- [Extracted information]:
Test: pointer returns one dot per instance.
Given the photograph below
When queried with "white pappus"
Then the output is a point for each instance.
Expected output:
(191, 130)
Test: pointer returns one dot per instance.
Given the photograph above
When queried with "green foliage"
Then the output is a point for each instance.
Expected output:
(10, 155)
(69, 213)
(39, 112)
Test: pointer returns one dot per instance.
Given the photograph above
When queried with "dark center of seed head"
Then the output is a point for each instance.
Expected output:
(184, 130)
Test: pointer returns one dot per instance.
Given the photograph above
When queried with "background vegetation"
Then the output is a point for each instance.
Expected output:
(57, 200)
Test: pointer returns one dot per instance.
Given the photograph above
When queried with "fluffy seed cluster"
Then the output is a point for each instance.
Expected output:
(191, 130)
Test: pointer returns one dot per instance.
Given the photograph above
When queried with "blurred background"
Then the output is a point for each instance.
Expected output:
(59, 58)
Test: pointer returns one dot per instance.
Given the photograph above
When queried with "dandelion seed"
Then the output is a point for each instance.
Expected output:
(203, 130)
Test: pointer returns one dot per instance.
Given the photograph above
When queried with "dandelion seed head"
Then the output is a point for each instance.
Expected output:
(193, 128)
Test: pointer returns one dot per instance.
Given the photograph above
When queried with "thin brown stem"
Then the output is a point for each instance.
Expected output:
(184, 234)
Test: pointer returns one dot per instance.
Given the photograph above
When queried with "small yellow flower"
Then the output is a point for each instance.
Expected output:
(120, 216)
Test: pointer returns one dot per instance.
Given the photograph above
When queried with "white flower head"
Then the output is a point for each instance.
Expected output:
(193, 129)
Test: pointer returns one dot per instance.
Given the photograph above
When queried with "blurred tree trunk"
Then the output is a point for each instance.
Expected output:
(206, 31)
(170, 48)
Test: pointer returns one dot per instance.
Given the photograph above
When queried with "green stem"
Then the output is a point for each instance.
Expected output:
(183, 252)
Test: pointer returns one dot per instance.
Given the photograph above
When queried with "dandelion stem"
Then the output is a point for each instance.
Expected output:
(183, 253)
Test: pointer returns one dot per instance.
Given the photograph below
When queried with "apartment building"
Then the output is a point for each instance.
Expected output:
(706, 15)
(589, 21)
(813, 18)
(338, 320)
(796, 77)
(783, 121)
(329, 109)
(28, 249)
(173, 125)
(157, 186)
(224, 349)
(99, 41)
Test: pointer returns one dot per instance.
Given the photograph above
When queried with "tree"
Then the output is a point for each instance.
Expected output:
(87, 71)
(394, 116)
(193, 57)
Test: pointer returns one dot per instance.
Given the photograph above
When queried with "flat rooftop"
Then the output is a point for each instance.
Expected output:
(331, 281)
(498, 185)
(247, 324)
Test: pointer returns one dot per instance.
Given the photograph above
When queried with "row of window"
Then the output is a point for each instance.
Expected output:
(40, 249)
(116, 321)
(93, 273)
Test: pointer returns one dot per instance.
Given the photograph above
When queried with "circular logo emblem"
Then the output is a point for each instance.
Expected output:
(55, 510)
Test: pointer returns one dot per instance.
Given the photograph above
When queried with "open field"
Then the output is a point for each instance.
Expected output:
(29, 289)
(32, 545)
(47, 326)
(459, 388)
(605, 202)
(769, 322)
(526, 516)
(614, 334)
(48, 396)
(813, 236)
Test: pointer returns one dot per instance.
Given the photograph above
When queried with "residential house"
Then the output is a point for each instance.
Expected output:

- [Problem statement]: Write out every entry again exactly, please, with nothing missing.

- [Worked solution]:
Test: pointer returns one dot per instance.
Given the photograph below
When queried with "white pappus"
Then the output is a point for each instance.
Expected output:
(191, 130)
Test: pointer returns one dot per instance.
Given the photograph above
When queried with "green foliage"
Then the output is a point for each instance.
Expected output:
(10, 155)
(69, 213)
(39, 112)
Test: pointer returns one dot per instance.
Given the photograph above
When queried with "dark center of seed head"
Then the output is a point for each instance.
Expected output:
(184, 130)
Test: pointer returns one dot per instance.
Given the photograph above
When queried with "background vegetation"
Then the output is a point for each instance.
Expected output:
(57, 200)
Test: pointer returns one dot per instance.
Given the photograph above
When queried with "fluffy seed cluster"
Then the output is a point for each instance.
Expected output:
(191, 130)
Test: pointer returns one dot per instance.
Given the photograph above
When queried with "blurred background"
Then the output is a point for each instance.
Expected output:
(59, 58)
Test: pointer returns one dot per instance.
Given the photograph above
When queried with "dandelion seed"
Then the output is a point for each instance.
Expected output:
(203, 130)
Test: pointer returns one dot per instance.
Given the photograph above
When queried with "dandelion seed head"
Then the output is a point for each instance.
Expected output:
(193, 128)
Test: pointer returns one dot per instance.
Given the photograph above
When queried with "thin brown stem"
Then the output is a point for each instance.
Expected output:
(184, 234)
Test: pointer returns one dot per instance.
Given the photograph above
When queried with "small yellow flower"
Then the output is a point for each instance.
Expected output:
(120, 216)
Test: pointer returns one dot per instance.
Given the photograph above
When queried with "white flower head"
Then the output is a point for each instance.
Expected output:
(193, 129)
Test: pointer returns one dot per instance.
Given the photograph above
When queried with "blurred tree trunk"
Then the output is a point for each instance.
Expected output:
(206, 31)
(170, 48)
Test: pointer returns one dot per instance.
Given the photograph above
When queried with "green stem"
Then the output is a point for each instance.
Expected output:
(183, 252)
Test: pointer returns one dot per instance.
Given the photograph above
When queried with "dandelion stem"
Then the output is a point for each instance.
Expected output:
(183, 253)
Test: pointer returns one dot per instance.
Given the photograph below
When queried with "apartment building"
Then the output is a point for each instance.
Expected output:
(706, 15)
(589, 21)
(813, 18)
(338, 320)
(796, 77)
(783, 121)
(329, 109)
(28, 249)
(173, 125)
(157, 186)
(224, 349)
(99, 41)
Test: pointer returns one dot per instance.
Given the photograph above
When queried with "tree"
Then the output is a point for each instance.
Expected output:
(87, 71)
(394, 116)
(193, 57)
Test: pointer returns one dot per instance.
Given the photograph above
When queried with "flat rooftop"
Then the output is a point for each instance.
Expected output:
(331, 281)
(498, 185)
(247, 324)
Test: pointer returns one dot per instance.
Given the photograph above
When queried with "row of window"
Then the output is a point for each instance.
Expected output:
(40, 249)
(116, 321)
(93, 273)
Test: pointer returns one dot per instance.
Given the photograph above
When queried with "circular logo emblem"
Then the output is a point for each instance.
Expected output:
(55, 510)
Test: pointer returns one dot per instance.
Given the photograph above
When queried with "open field"
Then the output is a point for each instance.
Expected output:
(29, 289)
(32, 545)
(47, 326)
(459, 388)
(605, 202)
(769, 322)
(526, 516)
(614, 334)
(48, 396)
(813, 236)
Test: pointer returns one dot per instance.
Given the photograph above
When queried with "residential house"
Then the output is a point for each instance.
Expected output:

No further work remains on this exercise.